▸ **REQUIRED TASK**:
Update the records below by replacing "expected pair shape" with "expected point format" wherever it appears, keeping every other line unchanged.

[Collection entries]
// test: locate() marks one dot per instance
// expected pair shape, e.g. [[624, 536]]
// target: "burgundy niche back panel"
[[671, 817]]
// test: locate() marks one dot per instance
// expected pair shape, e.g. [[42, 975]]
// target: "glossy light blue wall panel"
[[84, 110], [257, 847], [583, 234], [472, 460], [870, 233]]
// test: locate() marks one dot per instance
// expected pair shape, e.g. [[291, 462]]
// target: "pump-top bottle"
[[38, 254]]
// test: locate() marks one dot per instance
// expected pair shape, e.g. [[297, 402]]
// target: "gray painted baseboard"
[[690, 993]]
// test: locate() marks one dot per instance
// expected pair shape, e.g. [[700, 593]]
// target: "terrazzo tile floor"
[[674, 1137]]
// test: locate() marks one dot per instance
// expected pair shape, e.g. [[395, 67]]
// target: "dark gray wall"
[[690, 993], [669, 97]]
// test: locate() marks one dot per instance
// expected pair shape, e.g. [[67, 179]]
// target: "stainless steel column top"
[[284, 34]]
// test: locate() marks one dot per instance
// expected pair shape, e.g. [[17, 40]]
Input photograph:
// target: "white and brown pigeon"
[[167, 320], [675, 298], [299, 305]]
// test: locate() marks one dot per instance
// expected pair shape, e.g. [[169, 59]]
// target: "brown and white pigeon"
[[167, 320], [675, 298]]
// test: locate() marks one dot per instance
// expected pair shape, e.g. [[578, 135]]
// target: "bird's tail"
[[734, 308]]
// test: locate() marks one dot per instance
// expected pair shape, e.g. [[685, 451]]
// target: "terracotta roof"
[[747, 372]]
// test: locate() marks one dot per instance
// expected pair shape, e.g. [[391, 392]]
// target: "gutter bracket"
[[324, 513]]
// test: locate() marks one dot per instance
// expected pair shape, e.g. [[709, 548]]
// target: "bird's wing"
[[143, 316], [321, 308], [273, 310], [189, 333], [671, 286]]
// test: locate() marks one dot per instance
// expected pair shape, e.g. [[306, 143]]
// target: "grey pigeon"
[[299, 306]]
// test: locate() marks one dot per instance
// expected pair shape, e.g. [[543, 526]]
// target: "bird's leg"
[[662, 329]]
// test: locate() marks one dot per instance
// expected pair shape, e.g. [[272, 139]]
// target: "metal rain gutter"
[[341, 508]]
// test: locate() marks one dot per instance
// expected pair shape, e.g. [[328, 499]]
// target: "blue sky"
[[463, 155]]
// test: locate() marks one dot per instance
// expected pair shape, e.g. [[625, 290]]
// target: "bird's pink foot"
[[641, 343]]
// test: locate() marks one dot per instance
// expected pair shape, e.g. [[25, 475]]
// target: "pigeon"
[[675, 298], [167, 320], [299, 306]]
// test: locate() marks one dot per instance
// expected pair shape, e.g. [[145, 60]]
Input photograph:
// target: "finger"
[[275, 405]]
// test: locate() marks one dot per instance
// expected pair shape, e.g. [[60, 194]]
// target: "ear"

▸ **SOLUTION**:
// test: locate() marks one dot per instance
// expected point format, e.g. [[624, 536]]
// target: "burgundy niche back panel"
[[671, 817]]
// test: locate() marks one dot per instance
// expected point format, e.g. [[42, 975]]
// target: "glossy light blue wall panel"
[[84, 110], [257, 847], [583, 234], [472, 460], [870, 233]]
// test: locate() marks one dot per instance
// expected point format, e.g. [[291, 462]]
// target: "pump-top bottle"
[[38, 254]]
// test: locate() marks one dot per instance
// expected point format, e.g. [[297, 402]]
// target: "gray painted baseboard"
[[690, 993]]
// test: locate() marks one dot per instance
// expected point format, e.g. [[700, 593]]
// target: "terrazzo tile floor"
[[674, 1137]]
// test: locate() marks one dot per instance
// expected point format, e.g. [[395, 67]]
// target: "dark gray wall"
[[690, 993], [669, 97]]
// test: locate() marks one dot per instance
// expected point format, e.g. [[67, 179]]
// target: "stainless steel column top"
[[284, 34]]
// test: locate() marks one dot per instance
// expected point format, e.g. [[17, 40]]
Input photograph:
// target: "white and brown pigeon"
[[167, 320], [675, 298], [299, 305]]
// test: locate() marks one dot per instance
// expected point format, e.g. [[169, 59]]
// target: "brown and white pigeon"
[[167, 320], [675, 298]]
// test: locate() marks one dot per instance
// expected point format, e.g. [[578, 135]]
// target: "bird's tail"
[[734, 308]]
// test: locate() marks one dot per instance
// expected point format, e.g. [[685, 451]]
// target: "terracotta roof"
[[747, 372]]
// test: locate() marks one dot per instance
// expected point format, e.g. [[391, 392]]
// target: "gutter bracket"
[[324, 513]]
// test: locate() marks one dot per instance
// expected point format, e.g. [[709, 548]]
// target: "bird's wing"
[[143, 316], [321, 308], [273, 310], [189, 333], [671, 286]]
// test: locate() marks one dot per instance
// expected point format, e.g. [[306, 143]]
// target: "grey pigeon"
[[299, 306]]
// test: locate() marks one dot per instance
// expected point format, e.g. [[543, 526]]
// target: "bird's leg"
[[662, 329]]
// test: locate() marks one dot per instance
// expected point format, e.g. [[272, 139]]
// target: "metal rain gutter"
[[341, 508]]
// test: locate() marks one dot per instance
// expected point format, e.g. [[328, 499]]
// target: "blue sky"
[[463, 155]]
// test: locate() marks one dot per instance
// expected point format, e.g. [[625, 290]]
// target: "bird's pink foot"
[[641, 343]]
// test: locate() marks one dot per instance
// expected point format, e.g. [[25, 475]]
// target: "pigeon"
[[675, 298], [167, 320], [299, 306]]
// test: locate() marks one dot per instance
// expected point format, e.g. [[145, 60]]
Input photograph:
// target: "finger"
[[275, 405]]
// test: locate() marks one dot per instance
// expected point format, e.g. [[60, 194]]
// target: "ear"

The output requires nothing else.